*** MATERIAL SUPPLIED Section Begins ***
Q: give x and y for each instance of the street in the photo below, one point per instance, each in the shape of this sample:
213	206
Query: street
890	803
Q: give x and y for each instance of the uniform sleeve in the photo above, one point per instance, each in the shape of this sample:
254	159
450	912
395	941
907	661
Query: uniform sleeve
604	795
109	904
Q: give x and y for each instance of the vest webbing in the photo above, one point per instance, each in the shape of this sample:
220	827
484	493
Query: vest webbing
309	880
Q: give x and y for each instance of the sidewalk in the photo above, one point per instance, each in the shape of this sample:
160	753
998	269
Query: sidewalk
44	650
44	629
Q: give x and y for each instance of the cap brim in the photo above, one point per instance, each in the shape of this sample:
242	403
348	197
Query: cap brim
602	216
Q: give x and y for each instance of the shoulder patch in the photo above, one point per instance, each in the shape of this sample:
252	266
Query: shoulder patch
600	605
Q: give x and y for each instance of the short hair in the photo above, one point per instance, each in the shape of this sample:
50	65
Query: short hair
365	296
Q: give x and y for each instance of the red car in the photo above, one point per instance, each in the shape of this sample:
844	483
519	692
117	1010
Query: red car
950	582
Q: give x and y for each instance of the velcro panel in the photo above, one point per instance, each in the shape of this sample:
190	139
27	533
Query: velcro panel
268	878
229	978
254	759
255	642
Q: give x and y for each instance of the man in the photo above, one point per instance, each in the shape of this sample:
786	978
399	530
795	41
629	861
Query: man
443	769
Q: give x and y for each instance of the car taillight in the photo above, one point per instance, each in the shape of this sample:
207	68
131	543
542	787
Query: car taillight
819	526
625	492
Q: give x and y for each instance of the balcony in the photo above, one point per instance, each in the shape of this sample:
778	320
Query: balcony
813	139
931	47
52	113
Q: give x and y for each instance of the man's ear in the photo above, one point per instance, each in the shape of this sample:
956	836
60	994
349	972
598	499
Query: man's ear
*** MATERIAL SUPPLIED Section Ends ***
EXERCISE AIM: Exactly as they appear above, write out all of the lines.

REPLY TO THE EXERCISE:
Q: give x and y for each instance of the street in the photo below, one point per instance, each in the shape of this sample:
213	206
Query: street
890	803
Q: give x and y for each instance of the uniform sleeve in the photo above, one point per instance, each in the shape of this sample:
254	159
450	912
395	941
907	661
Query: uniform sleeve
604	795
109	904
Q: give x and y for each instance of the vest webbing in the photo above, one point per instance, each in the shape of this sample:
220	827
484	493
Query: vest webbing
309	880
Q: give x and y for each instance of the sidewalk in the photo above, one point per instance, each in the shape of this sample:
160	753
998	269
Query: sidewalk
44	650
44	629
Q: give x and y for each instance of the cap brim in the photo above, one point per instance, each in the shape of this sample:
242	403
348	197
Query: cap brim
602	216
Q: give x and y for each instance of the shoulder patch in the photo above, one point per instance, each in the shape of this sample:
252	266
Query: shoulder patch
600	605
Q: give x and y for each instance of the short hair in the photo above, one point per instance, each in the shape of this sample:
50	65
Query: short hair
365	296
Q: give x and y for each instance of the red car in the photo above, one point per instance, each in the shape of this sample:
844	483
519	692
117	1010
Query: red car
950	582
Q: give x and y for each instance of the velcro panel in the photo above, one point per instance, each in the shape of this sample:
190	139
27	533
Query: velcro panel
268	878
229	978
254	759
255	642
Q: give x and y for each instance of the man in the photo above, one point per instance, each in the shape of this sample:
786	978
399	530
795	41
629	861
Query: man
443	769
Q: give x and y for each instance of the car taillight in the photo above, one point per instance, each in the shape of this sample:
207	68
131	543
542	787
Query: car taillight
819	526
625	492
Q: give x and y for each instance of the balcony in the photo above, one point per instance, each in the shape of this sample:
778	320
Query: balcony
813	139
931	47
52	113
Q: give x and y for each instance of the man's ear in the photo above, one point per instance, each in the shape of this sample:
956	836
60	994
349	972
598	499
Query: man's ear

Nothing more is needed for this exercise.